> How to complete this task
Searching the material below, find each line that includes the word "knitted", and copy it.

*** Opening Records supplied ***

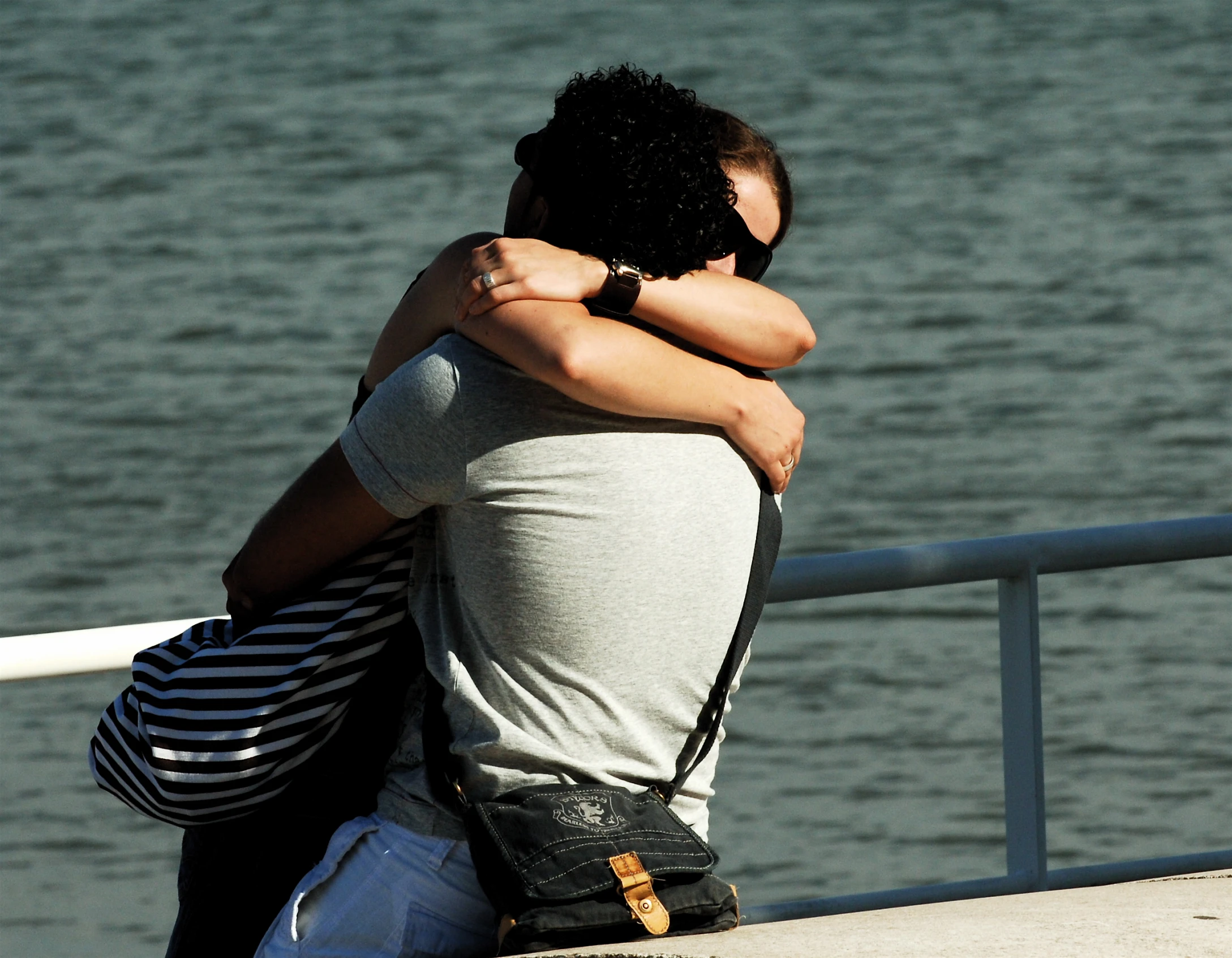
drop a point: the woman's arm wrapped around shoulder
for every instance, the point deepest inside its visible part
(620, 368)
(728, 316)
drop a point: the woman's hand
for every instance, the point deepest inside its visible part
(769, 429)
(525, 269)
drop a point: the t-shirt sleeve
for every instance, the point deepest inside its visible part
(407, 445)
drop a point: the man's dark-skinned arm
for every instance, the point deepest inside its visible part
(322, 519)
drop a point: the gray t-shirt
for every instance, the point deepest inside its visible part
(577, 583)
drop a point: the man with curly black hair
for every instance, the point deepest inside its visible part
(579, 572)
(629, 168)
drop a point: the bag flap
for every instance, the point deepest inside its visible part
(556, 840)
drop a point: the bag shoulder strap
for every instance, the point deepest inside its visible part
(766, 552)
(443, 771)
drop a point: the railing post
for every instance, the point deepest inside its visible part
(1027, 852)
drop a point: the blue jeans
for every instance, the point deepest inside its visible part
(382, 891)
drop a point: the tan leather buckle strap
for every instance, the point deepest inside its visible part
(636, 882)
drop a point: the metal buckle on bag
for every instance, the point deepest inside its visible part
(636, 883)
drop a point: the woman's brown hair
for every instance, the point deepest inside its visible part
(747, 149)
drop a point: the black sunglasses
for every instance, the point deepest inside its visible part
(526, 152)
(752, 255)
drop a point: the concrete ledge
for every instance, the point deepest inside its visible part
(1184, 917)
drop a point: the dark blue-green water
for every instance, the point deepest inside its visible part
(1014, 235)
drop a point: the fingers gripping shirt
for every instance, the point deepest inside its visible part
(579, 583)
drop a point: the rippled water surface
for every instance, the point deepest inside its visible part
(1014, 234)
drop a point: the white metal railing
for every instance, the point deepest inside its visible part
(1014, 561)
(83, 651)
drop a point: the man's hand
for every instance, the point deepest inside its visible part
(769, 429)
(525, 269)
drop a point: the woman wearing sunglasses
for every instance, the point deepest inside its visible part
(672, 356)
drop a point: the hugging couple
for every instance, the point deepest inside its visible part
(576, 413)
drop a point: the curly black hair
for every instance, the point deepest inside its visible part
(630, 168)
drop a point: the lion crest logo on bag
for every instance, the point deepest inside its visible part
(592, 812)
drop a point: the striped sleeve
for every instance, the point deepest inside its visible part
(212, 727)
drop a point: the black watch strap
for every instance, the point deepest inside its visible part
(620, 290)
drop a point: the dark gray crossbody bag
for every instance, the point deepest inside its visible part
(569, 866)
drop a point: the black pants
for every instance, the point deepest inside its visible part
(237, 876)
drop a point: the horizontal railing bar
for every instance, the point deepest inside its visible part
(83, 651)
(816, 908)
(1108, 875)
(1001, 557)
(1081, 877)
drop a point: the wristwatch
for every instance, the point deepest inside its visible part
(620, 289)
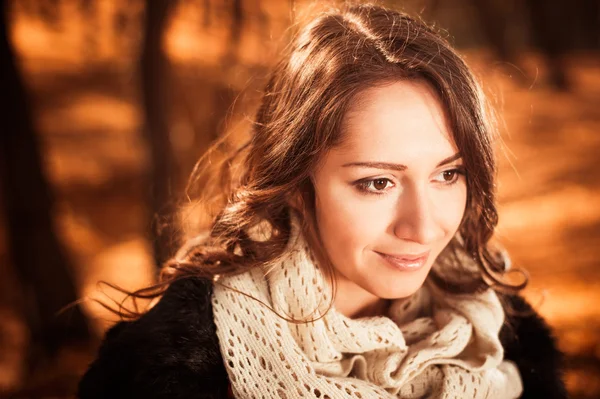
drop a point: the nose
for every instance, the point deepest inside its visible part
(416, 218)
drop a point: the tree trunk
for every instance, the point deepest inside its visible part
(155, 77)
(40, 262)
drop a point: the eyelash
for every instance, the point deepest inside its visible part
(363, 185)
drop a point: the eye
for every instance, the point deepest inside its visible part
(374, 186)
(449, 176)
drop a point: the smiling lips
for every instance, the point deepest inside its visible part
(405, 262)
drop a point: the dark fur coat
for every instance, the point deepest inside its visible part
(172, 352)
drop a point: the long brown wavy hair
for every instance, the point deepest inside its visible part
(331, 59)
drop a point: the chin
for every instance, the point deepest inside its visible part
(403, 287)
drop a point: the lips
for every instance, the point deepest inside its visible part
(405, 262)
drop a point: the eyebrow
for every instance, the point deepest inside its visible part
(399, 167)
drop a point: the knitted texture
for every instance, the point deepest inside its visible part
(430, 345)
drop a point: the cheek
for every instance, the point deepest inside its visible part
(451, 208)
(346, 222)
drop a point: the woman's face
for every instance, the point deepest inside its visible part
(390, 198)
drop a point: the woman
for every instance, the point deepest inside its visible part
(351, 258)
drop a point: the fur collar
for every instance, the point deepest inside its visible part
(173, 352)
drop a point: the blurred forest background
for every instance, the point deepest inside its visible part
(107, 105)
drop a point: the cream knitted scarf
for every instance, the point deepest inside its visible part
(431, 345)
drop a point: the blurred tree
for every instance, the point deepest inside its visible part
(154, 67)
(40, 261)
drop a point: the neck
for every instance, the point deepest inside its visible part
(354, 302)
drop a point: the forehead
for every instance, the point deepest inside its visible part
(397, 122)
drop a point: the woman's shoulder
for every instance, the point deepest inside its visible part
(171, 351)
(528, 341)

*** Closing Records supplied ***

> Written solution
drop a point: the knitted texture
drop a point: the cream knitted scarf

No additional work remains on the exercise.